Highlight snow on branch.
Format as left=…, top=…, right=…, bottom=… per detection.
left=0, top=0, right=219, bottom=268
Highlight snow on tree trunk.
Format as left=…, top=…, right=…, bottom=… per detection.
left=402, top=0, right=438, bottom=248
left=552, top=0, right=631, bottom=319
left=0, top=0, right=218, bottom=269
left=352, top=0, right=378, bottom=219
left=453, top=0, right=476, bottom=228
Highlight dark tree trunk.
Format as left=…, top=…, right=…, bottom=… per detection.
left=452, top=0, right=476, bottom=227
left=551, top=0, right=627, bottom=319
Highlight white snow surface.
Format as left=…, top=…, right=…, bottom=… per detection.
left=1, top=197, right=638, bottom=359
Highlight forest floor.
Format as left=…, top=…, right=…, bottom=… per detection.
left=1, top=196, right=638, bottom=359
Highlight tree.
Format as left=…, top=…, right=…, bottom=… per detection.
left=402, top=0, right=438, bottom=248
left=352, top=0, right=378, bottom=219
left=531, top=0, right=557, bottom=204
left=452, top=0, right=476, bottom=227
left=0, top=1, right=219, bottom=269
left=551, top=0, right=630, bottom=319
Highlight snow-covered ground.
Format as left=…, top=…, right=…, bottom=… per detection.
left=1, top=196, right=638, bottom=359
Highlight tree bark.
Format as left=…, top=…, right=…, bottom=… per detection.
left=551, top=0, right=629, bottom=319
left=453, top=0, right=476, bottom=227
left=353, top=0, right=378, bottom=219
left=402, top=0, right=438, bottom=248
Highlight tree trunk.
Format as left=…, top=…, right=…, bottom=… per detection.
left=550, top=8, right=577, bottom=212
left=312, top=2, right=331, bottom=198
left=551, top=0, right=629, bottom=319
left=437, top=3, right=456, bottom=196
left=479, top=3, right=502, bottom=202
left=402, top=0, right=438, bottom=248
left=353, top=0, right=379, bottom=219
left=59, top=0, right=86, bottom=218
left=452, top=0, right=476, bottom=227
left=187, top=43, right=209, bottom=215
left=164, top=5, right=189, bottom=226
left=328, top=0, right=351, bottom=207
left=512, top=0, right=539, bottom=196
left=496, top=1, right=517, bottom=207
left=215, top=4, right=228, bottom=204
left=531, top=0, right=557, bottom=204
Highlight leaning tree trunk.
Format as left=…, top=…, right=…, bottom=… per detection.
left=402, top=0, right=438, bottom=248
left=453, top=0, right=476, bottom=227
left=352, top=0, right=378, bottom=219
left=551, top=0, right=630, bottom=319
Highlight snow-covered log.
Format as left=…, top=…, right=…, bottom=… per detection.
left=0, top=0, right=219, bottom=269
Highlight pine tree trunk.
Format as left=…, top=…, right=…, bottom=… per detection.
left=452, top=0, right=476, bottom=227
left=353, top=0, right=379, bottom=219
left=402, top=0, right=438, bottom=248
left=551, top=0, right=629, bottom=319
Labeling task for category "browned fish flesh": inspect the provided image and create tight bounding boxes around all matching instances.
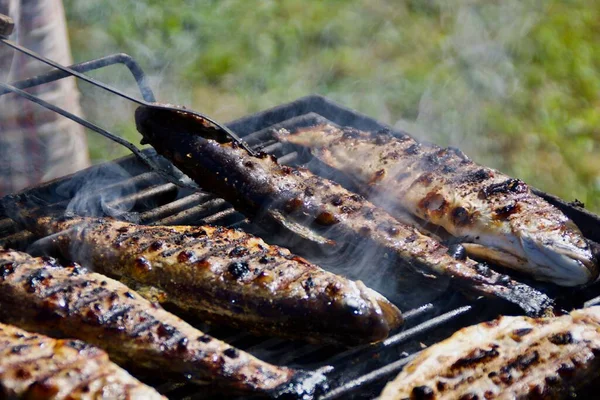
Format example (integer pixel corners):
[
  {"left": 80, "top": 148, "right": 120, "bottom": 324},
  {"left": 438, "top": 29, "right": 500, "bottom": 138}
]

____

§ **HOW TO COMPLETE THIS TASK**
Excluding every picture, write out each record word for word.

§ **YOUR SOLUTION**
Highlight snow on branch.
Format as left=…, top=…, right=…, bottom=… per detection.
left=0, top=0, right=219, bottom=268
Highlight snow on tree trunk.
Format as left=…, top=…, right=…, bottom=… per detection.
left=402, top=0, right=438, bottom=248
left=552, top=0, right=631, bottom=319
left=0, top=0, right=218, bottom=269
left=352, top=0, right=378, bottom=219
left=453, top=0, right=476, bottom=228
Highlight dark tree trunk.
Format as left=…, top=…, right=…, bottom=… per detection.
left=452, top=0, right=476, bottom=227
left=551, top=0, right=627, bottom=319
Highlight white snow surface.
Format as left=…, top=…, right=…, bottom=… per detection.
left=1, top=197, right=638, bottom=359
Highlight forest floor.
Format as left=…, top=…, right=…, bottom=… per detection.
left=1, top=196, right=638, bottom=359
Highlight tree.
Format as left=…, top=…, right=…, bottom=… per detection.
left=402, top=0, right=438, bottom=248
left=352, top=0, right=378, bottom=219
left=531, top=0, right=557, bottom=204
left=452, top=0, right=476, bottom=227
left=0, top=1, right=219, bottom=269
left=551, top=0, right=630, bottom=319
Highlight snow-covered ground.
Format as left=…, top=…, right=…, bottom=… per detection.
left=1, top=196, right=638, bottom=359
Highlight tree bark.
Format as left=…, top=…, right=…, bottom=… per detection.
left=551, top=0, right=629, bottom=319
left=453, top=0, right=476, bottom=227
left=353, top=0, right=378, bottom=219
left=402, top=0, right=438, bottom=248
Highlight tree trunk.
Format as left=…, top=…, right=…, bottom=… per detection.
left=550, top=8, right=577, bottom=212
left=312, top=2, right=331, bottom=198
left=551, top=0, right=629, bottom=319
left=437, top=3, right=456, bottom=196
left=479, top=3, right=502, bottom=202
left=402, top=0, right=438, bottom=248
left=353, top=0, right=379, bottom=219
left=59, top=0, right=86, bottom=218
left=452, top=0, right=476, bottom=227
left=187, top=43, right=209, bottom=215
left=164, top=5, right=189, bottom=226
left=328, top=0, right=351, bottom=207
left=512, top=0, right=539, bottom=196
left=496, top=1, right=517, bottom=207
left=215, top=4, right=228, bottom=204
left=531, top=0, right=557, bottom=204
Highlight leaning tree trunk.
Format as left=…, top=…, right=…, bottom=… per detection.
left=402, top=0, right=438, bottom=248
left=453, top=0, right=476, bottom=227
left=352, top=0, right=378, bottom=219
left=551, top=0, right=630, bottom=319
Highlight snow-covered log.
Format as left=…, top=…, right=…, bottom=… per detection.
left=0, top=0, right=219, bottom=269
Highlight pine tree trunk.
Format as left=…, top=…, right=…, bottom=… per detection.
left=452, top=0, right=476, bottom=227
left=353, top=0, right=379, bottom=219
left=402, top=0, right=438, bottom=248
left=551, top=0, right=629, bottom=319
Labeling task for category "browned fish flesh": inspect the provided image and create tight bounding boxes around all matching instances.
Format example (integer pixel corners):
[
  {"left": 80, "top": 148, "right": 120, "bottom": 324},
  {"left": 438, "top": 29, "right": 500, "bottom": 138}
]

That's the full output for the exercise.